[Extracted data entries]
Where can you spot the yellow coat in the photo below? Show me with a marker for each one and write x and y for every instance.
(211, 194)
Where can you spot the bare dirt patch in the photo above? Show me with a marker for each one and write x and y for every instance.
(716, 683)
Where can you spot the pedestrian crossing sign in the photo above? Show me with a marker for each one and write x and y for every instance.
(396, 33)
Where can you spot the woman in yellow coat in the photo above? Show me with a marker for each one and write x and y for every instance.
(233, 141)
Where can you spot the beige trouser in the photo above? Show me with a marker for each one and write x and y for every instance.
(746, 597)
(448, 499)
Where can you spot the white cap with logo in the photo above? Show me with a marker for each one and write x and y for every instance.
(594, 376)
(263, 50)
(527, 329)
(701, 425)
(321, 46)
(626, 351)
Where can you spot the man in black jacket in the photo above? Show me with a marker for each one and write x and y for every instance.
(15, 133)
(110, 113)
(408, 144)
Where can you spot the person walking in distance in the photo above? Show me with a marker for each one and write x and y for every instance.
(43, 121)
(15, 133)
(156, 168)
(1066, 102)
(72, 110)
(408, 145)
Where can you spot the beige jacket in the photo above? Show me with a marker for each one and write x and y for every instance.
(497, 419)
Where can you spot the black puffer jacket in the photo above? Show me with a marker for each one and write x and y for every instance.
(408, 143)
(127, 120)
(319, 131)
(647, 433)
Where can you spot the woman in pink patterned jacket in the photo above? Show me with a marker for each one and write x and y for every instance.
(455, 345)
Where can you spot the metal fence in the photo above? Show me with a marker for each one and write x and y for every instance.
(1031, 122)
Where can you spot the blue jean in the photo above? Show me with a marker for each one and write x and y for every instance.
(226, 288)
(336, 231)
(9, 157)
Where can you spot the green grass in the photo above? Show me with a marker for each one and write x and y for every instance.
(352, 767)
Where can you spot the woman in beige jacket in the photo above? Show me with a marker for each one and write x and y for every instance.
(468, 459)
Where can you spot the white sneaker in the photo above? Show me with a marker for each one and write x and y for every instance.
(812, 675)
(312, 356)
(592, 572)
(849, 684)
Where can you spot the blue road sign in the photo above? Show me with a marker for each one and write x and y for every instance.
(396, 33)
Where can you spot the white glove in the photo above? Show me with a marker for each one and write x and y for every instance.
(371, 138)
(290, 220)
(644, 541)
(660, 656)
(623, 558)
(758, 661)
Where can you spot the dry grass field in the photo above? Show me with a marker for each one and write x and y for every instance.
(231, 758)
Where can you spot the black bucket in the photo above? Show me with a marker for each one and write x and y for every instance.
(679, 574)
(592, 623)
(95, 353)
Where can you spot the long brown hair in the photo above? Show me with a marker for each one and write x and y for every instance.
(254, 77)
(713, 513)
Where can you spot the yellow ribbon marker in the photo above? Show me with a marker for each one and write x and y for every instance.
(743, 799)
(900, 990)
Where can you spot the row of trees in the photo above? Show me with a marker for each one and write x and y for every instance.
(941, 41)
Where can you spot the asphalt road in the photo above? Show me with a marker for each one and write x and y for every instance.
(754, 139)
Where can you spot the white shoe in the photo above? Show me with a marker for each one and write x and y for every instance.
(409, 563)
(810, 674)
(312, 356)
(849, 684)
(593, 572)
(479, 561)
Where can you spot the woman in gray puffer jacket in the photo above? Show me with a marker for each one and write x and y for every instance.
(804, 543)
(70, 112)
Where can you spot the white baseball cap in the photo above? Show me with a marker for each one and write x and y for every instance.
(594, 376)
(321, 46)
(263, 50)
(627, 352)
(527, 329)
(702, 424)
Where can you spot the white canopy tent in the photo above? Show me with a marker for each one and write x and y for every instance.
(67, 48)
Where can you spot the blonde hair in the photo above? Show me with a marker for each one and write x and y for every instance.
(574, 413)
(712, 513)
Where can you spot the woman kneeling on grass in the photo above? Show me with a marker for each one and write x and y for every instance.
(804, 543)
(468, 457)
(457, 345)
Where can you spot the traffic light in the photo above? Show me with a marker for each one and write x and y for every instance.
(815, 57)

- WORK INSTRUCTIONS
From the first line to the last, copy the records without alteration.

- COMPLETED EXERCISE
Where can you spot the yellow coat in the photo below? Show me with a marker for each one and write x and y for every instance.
(211, 194)
Where can you spot the bare dirt patch in the photo above? Show me with a marker for each one and write x and y for every instance.
(716, 683)
Where can you spot the pedestrian crossing sign in the photo above? Show me with a marker for each one and write x and y for every instance.
(396, 33)
Where can you spot the woman in yellow coat in the photo above? Show me with a marker for each one and write x and y for every instance.
(233, 141)
Where can you spot the beige trouser in the photo above? Show me with a marker for each one and write x and y for every instance.
(746, 597)
(448, 499)
Where can you spot the white cap with logo in the photo above? Show me with a marker for each one and write x and y for every instance.
(594, 376)
(263, 50)
(527, 329)
(701, 425)
(321, 46)
(626, 351)
Where can you spot the man in black jacket in the photo above? Show me with a marker for each one and write x and y for every instance.
(15, 133)
(110, 113)
(408, 144)
Where can you spot the person walking in distance in the photo above? Show me with a marker for each one and write x and y for every instance.
(43, 121)
(15, 133)
(156, 168)
(1066, 102)
(72, 110)
(408, 145)
Where can you spot the beige jacket in the photo above? Show me with a marker for each one and write x and y for every instance.
(497, 419)
Where can you spot the black puffer jacket in the photo above? Show me with a marker for each one and write x and y for every instance.
(408, 143)
(127, 120)
(319, 131)
(647, 433)
Where can you spot the woman in pink patterned jacket in the photo above? Show me with a marker for each one and write x and y for every instance.
(455, 345)
Where can you spot the metal fence in the photo above? Show me with a marker for each one and write x and y for every instance.
(1031, 122)
Where can you spot the blue jean in the photo above? Show me with a marker for each one and write x and y for every instance.
(226, 288)
(336, 231)
(9, 157)
Where can you spot the green grass in the photo above? Show me with a marker for each one and write x and y for every instance.
(352, 767)
Where can you spot the woman in beige jacket in the photo above? Show me with a marker for each one and write x and y for every instance.
(468, 459)
Where can you spot the white sneaker in the photo above? Show me with a marker for each one and write x and y for every instance.
(812, 675)
(312, 356)
(592, 572)
(849, 684)
Where can you spot the blue road sign in the photo above? Show me with a marker for each one and write x and y for every instance.
(396, 33)
Where can you spot the white glove in the photo above? Show me with a marker for each one and write x and y for every instance.
(371, 138)
(290, 220)
(644, 541)
(660, 656)
(623, 558)
(758, 661)
Where can you spot the dry grass field in the photo above? Show me with a marker for each one and write x and y for every instance.
(231, 758)
Where can you spot the black bucket in the photo above? Show me with a marker for each one and write x and y for every instance.
(679, 574)
(592, 623)
(95, 353)
Where can you spot the long brown hair in the photo above? Show me with a marker for each one and write x and y for every instance.
(254, 77)
(713, 513)
Where can you spot the yellow ribbon marker in the photo above? Show me with a marker for each one and write x and y for every instance.
(743, 799)
(900, 990)
Where can you spot the row of trees in the photo above? Show me with a marker for each one and write x and y for every instance.
(941, 41)
Where can you spot the asphalt road in the photo above? Show me with a marker for each one and write x and y for every instance.
(754, 139)
Where can you spot the white shoe in the photo above? Show me with a marker for each one and write x and y for every instance.
(409, 563)
(810, 674)
(312, 356)
(849, 684)
(593, 572)
(479, 561)
Where can you spot the woman in gray puffer jacket in the photo above? Show me with a marker for each one and write x and y for every instance.
(804, 543)
(70, 112)
Where can you spot the white baseball cap in the photo above? Show me with a marker for each one and write x and y for every instance.
(594, 376)
(321, 46)
(263, 50)
(627, 352)
(527, 329)
(702, 424)
Where can you spot the white canopy tent in the photo above? Show me with a marker for each one and write x and y for every instance.
(67, 48)
Where can you spot the blonde hair in the photo above? Show me with a marker for each one and write x and y for every instance.
(574, 413)
(712, 513)
Where can you spot the woman kneeling on grass in the photo above? Show me with a marker for each one and write x and y for every instance.
(804, 543)
(468, 457)
(457, 345)
Where can you spot the traffic light in the photo above? Show me with a marker for each one and write x and y for every instance.
(815, 57)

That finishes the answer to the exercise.